--- START ---
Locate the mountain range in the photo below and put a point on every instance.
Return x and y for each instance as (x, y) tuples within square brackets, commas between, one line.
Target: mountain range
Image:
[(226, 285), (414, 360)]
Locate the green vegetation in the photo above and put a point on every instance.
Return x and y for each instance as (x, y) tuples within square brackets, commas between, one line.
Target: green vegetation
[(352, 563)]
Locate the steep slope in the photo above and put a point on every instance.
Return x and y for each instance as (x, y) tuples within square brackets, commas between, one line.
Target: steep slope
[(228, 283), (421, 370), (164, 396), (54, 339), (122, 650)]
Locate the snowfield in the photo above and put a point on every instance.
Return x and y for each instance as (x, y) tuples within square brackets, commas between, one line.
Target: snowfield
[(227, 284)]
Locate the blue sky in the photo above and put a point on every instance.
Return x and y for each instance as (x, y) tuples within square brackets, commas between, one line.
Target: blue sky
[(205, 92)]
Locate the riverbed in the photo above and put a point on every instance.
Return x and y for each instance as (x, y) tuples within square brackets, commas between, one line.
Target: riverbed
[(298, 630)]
--- END ---
- _Task details_: For this exercise, copy each line from the listing above that has the word "photo".

- _Exercise response_:
Locate the mountain range in the photo below and put a point on every instance.
Locate the green vegetation in the photo above and put a point on every instance.
Locate the steep slope in the photo above and put a point on every instance.
Locate the snowfield in the photo above and put a point on every instance.
Locate the blue sky in the photo above and put a point on every instance.
Locate the riverbed in the photo above and put a point on every instance.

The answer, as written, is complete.